━━━ Selected excerpt ━━━
Closed mkalinin closed 1 year ago
How does this handle the case where a block body in the middle of the request is not found? e.g.
request: [A, B, C]
available: [A, C]
How does this handle the case where a block body in the middle of the request is not found? e.g.
request: [A, B, C] available: [A, C]
It stops at A
and returns [A]
Nice call on just focusing on pruning of TXs rather than the full payload. Allows to piggyback much more on existing RLP structures rather than requiring both sides to do a translation.
This looks good in general to me
It stops at A and returns [A]
this would depend, no? why not return [A, C]
?
Array of block hashes.
This deviates from the CL protocol a bit: we generally avoid using hashes for historical blocks for several reasons, but in particular because it does not exploit the "linearity" of a finalized block history - what we do instead is request by slot / block number - hashes are (comparatively) expensive to look up: for a range of blocks (ie 1024 blocks), this causes a lot of unnecessary seeking - what we want to do instead is serve data from flat storage in linear order which is significantly more efficient (also in EL:s where clients "freeze" storage after a certain amount of time has passed).
There are two ways to go about that:
The latter has been seen as preferable from a backwards compatibility point of view, because everything else in the EL goes by block number.
The general idea of this proposal is to piggy-back on already existing logic in EL to make this change almost free in terms of implementation.
this would depend, no? why not return [A, C]?
This is because there is no straightforward way to map payload bodies in the response on hashes in the request. It would either need to add block_hash
to the BlockBody
structure or CL would need to compute transactions_root
from received data. I am wondering how CL should handle this case for say BeaconBlocksByRoot
request? If it should respond with [A, C]
then, yes, we would need EL to reflect this logic.
━━━ Listing ━━━
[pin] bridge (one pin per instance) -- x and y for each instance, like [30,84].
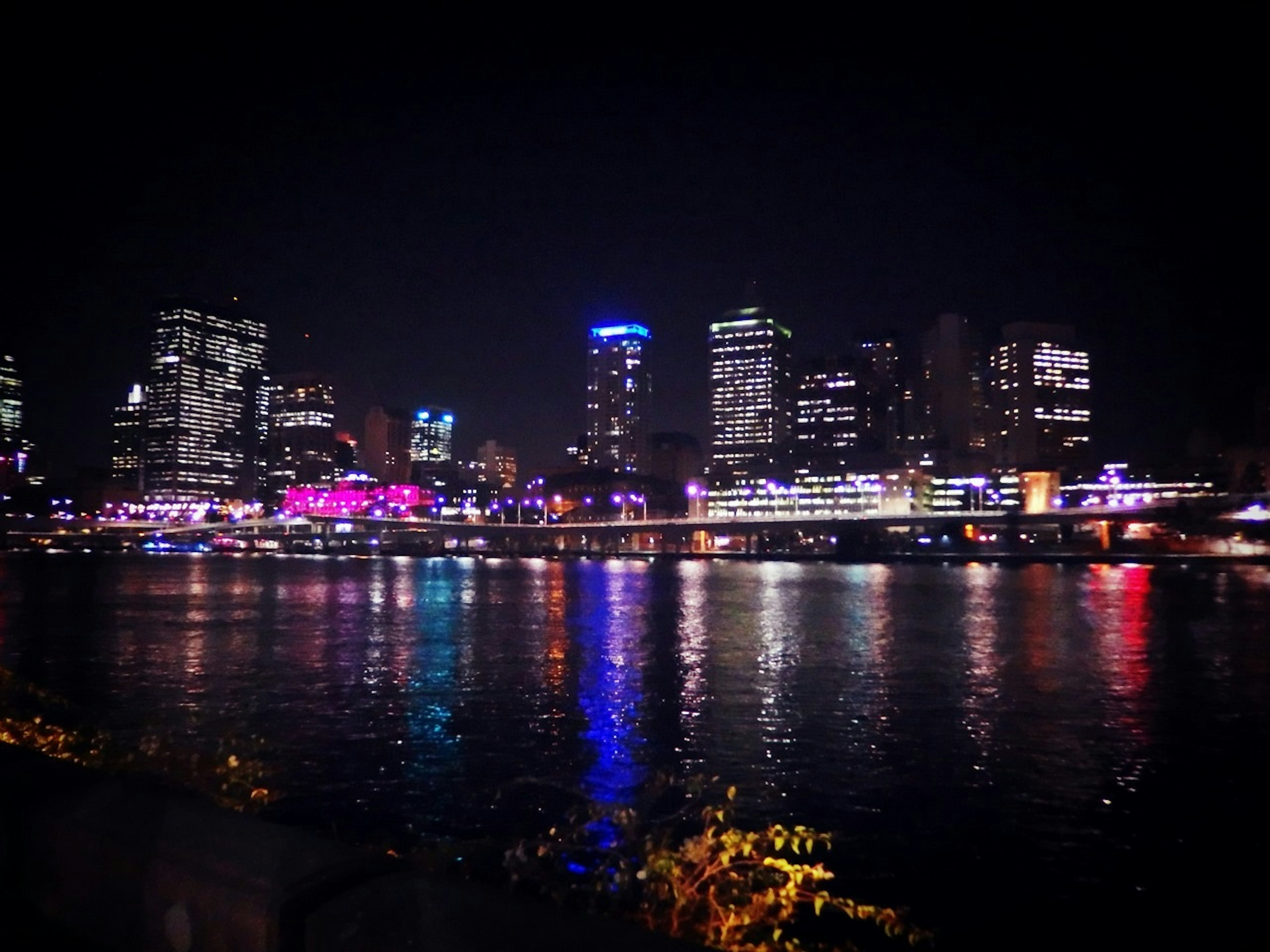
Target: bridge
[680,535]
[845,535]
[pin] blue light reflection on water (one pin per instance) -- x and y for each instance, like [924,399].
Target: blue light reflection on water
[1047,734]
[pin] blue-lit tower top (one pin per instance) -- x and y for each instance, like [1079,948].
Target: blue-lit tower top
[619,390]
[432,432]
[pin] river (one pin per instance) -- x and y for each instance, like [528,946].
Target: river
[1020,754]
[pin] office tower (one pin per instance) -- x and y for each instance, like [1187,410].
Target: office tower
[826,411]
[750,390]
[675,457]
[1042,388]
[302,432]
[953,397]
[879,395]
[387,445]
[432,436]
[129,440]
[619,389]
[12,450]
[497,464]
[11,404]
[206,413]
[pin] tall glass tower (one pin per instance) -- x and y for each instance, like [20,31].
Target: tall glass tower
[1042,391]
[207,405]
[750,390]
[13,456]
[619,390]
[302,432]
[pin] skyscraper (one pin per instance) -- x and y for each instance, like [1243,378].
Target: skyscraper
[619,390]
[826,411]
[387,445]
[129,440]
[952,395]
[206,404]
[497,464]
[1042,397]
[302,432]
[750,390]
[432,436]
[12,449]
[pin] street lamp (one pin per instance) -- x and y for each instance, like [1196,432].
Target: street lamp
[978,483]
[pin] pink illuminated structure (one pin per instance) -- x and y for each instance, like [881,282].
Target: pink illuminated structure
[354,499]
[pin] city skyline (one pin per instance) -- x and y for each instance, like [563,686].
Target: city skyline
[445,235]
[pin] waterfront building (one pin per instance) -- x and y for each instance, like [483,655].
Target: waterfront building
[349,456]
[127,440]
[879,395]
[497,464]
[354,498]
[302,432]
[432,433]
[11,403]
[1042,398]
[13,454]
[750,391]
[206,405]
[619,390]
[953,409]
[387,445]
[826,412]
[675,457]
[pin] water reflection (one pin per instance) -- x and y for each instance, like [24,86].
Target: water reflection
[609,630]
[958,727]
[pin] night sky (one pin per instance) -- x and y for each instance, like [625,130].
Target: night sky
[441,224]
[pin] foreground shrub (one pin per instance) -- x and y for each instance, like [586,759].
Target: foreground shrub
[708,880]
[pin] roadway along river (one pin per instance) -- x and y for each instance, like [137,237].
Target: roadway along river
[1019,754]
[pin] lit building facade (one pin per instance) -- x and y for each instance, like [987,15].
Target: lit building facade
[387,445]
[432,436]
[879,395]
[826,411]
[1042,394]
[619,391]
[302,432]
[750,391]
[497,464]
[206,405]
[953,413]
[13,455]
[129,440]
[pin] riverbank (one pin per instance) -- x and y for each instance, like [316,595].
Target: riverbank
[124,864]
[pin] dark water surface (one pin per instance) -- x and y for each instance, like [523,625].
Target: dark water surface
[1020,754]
━━━
━━━ Listing ━━━
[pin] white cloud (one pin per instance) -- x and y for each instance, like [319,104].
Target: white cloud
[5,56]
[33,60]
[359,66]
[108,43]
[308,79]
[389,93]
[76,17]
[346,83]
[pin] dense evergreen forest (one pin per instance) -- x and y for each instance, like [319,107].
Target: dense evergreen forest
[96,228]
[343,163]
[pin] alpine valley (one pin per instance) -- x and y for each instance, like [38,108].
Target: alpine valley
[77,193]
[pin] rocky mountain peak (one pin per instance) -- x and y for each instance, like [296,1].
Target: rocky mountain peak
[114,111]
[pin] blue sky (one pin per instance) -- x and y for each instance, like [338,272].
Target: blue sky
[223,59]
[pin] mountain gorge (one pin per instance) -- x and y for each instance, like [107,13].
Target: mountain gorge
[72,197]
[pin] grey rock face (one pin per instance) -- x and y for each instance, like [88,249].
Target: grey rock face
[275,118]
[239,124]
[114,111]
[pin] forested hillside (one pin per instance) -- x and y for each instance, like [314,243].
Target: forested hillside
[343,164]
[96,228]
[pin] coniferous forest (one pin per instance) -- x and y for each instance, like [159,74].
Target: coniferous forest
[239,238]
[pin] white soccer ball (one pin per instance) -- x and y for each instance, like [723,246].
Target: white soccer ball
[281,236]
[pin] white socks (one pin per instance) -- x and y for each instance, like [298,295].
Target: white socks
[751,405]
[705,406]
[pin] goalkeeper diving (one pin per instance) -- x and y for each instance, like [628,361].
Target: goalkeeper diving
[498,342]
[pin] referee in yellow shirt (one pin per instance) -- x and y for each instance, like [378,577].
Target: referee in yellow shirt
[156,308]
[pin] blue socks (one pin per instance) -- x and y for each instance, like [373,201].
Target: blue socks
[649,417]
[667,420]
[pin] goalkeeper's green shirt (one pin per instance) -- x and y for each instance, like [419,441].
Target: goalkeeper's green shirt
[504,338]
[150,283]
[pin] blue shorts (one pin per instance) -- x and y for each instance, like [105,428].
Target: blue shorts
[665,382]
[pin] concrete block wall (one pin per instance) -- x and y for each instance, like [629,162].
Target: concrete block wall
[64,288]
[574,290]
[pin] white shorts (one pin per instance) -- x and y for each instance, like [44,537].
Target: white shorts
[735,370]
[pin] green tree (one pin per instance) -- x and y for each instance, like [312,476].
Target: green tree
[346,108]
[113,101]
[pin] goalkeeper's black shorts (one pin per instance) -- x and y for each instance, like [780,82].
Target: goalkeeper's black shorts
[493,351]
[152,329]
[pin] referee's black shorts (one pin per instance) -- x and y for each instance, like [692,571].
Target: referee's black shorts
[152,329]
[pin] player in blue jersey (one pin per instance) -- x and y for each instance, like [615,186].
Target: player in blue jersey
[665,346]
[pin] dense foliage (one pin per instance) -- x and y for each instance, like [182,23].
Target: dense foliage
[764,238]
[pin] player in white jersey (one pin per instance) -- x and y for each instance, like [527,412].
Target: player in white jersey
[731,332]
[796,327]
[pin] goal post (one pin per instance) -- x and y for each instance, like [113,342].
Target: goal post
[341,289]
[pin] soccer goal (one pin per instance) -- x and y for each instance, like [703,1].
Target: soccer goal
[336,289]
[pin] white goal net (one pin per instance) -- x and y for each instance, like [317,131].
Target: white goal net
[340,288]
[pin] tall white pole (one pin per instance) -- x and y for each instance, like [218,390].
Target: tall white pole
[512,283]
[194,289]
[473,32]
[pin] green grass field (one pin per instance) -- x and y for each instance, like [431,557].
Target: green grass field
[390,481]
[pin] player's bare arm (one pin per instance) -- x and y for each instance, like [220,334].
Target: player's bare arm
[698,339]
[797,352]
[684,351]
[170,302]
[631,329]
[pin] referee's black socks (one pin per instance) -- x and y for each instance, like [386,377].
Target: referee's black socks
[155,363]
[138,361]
━━━
- Prompt A: Reproduce the passage of the block body thread starting with "Array of block" and going on through "by block number.".
- Prompt B: In the block body thread, what happens when the request is [A, B, C] but only [A, C] is available?

- Exercise solution A:
Array of block hashes.
This deviates from the CL protocol a bit: we generally avoid using hashes for historical blocks for several reasons, but in particular because it does not exploit the "linearity" of a finalized block history - what we do instead is request by slot / block number - hashes are (comparatively) expensive to look up: for a range of blocks (ie 1024 blocks), this causes a lot of unnecessary seeking - what we want to do instead is serve data from flat storage in linear order which is significantly more efficient (also in EL:s where clients "freeze" storage after a certain amount of time has passed).
There are two ways to go about that:
The latter has been seen as preferable from a backwards compatibility point of view, because everything else in the EL goes by block number.

- Exercise solution B: It stops at A and returns [A].